Object pointing dataset rows
(begin)
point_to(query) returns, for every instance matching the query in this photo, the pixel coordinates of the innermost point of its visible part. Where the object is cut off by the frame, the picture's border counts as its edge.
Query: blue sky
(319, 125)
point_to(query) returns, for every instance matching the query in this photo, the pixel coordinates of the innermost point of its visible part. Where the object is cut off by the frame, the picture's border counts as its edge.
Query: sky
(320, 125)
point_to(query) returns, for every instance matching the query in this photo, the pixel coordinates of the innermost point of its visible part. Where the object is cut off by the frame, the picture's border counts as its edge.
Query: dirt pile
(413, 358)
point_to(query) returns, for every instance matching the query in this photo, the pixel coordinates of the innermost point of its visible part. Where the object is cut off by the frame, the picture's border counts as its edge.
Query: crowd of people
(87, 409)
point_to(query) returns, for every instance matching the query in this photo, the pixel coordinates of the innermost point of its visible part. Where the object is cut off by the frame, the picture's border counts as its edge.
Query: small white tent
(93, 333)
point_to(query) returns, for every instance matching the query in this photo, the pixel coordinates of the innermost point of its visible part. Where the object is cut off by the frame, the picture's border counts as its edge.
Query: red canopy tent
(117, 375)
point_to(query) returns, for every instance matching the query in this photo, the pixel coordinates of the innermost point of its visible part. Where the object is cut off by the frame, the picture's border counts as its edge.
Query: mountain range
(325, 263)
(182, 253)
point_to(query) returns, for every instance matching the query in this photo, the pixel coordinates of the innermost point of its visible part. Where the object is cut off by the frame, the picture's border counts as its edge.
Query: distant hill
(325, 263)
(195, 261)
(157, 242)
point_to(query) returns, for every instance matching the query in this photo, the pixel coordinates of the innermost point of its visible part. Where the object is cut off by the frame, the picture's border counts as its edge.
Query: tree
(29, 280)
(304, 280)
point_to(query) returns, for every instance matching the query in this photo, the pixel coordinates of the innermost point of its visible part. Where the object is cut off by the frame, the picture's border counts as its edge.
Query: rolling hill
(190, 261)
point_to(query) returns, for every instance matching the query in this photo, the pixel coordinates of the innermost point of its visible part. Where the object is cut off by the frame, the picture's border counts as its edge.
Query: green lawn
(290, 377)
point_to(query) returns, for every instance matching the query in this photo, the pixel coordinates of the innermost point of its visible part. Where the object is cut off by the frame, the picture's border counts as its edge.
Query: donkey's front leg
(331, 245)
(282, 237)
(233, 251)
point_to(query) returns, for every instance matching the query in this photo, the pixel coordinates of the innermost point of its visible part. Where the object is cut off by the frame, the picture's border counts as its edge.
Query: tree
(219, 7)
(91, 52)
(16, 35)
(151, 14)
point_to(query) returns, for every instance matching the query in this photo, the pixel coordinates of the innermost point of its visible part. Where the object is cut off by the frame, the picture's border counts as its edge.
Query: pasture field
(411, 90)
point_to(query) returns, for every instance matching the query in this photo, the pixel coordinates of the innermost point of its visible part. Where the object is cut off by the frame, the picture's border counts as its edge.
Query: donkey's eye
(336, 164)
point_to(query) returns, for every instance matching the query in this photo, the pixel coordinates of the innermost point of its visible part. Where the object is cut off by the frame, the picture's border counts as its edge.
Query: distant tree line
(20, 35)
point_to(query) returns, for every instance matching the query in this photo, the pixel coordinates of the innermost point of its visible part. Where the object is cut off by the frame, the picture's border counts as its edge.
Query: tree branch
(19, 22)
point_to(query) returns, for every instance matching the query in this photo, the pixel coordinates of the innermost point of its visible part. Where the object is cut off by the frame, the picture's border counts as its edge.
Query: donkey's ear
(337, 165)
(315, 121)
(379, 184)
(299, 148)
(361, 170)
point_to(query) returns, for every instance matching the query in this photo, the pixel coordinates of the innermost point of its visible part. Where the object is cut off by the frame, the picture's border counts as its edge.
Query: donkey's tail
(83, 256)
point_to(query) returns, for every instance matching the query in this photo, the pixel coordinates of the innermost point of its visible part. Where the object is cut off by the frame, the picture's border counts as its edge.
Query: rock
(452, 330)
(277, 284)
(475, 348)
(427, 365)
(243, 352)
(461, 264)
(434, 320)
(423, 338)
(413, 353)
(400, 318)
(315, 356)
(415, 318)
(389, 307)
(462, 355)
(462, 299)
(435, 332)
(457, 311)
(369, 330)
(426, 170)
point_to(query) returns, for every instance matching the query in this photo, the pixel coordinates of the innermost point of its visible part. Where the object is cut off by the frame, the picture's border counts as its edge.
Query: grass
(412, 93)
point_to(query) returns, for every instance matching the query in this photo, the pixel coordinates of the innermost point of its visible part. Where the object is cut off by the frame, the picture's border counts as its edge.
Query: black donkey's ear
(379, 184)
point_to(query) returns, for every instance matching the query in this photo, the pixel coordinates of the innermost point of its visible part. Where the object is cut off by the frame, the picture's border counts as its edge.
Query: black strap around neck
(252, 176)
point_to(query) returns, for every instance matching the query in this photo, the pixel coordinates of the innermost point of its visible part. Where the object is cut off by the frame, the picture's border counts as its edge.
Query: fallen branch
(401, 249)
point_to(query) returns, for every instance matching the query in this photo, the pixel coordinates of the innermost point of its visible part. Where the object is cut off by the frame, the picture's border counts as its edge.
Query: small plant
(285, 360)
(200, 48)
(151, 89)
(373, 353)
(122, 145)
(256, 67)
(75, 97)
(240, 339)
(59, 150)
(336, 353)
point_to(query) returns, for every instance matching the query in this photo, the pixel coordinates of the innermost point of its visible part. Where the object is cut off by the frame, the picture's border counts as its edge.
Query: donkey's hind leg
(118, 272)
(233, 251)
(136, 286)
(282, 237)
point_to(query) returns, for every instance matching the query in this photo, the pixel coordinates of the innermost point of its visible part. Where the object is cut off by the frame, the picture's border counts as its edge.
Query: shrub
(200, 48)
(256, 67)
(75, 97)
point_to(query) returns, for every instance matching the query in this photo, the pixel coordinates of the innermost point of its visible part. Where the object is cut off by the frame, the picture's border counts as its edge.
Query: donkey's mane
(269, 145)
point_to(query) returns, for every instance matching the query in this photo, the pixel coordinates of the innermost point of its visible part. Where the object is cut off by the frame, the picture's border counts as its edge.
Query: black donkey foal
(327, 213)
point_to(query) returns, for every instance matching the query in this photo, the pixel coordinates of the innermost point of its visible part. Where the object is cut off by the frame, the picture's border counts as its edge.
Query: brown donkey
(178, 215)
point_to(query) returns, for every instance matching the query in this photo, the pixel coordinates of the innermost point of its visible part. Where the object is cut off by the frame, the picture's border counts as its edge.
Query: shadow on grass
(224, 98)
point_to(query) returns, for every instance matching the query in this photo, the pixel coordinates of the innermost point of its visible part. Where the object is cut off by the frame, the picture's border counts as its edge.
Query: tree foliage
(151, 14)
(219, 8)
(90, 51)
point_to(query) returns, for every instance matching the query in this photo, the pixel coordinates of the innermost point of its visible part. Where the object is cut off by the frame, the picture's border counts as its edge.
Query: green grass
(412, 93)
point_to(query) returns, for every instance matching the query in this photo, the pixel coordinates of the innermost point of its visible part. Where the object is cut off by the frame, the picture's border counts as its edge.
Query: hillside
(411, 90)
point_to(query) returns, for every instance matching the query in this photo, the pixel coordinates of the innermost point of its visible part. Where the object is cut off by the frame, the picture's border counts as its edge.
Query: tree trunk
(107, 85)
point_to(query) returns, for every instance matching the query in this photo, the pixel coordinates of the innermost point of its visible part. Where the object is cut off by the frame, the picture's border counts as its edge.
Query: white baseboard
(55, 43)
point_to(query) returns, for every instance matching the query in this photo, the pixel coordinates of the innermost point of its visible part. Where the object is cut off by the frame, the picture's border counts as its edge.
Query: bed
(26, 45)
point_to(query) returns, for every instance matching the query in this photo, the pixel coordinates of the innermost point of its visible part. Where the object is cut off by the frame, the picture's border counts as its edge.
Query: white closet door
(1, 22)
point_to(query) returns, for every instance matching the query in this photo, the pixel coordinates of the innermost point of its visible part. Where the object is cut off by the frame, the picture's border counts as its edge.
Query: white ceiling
(end)
Give only the number of lines in the records above that contain the word "white", counting only matches with the same case.

COMPLETE RESPONSE: 4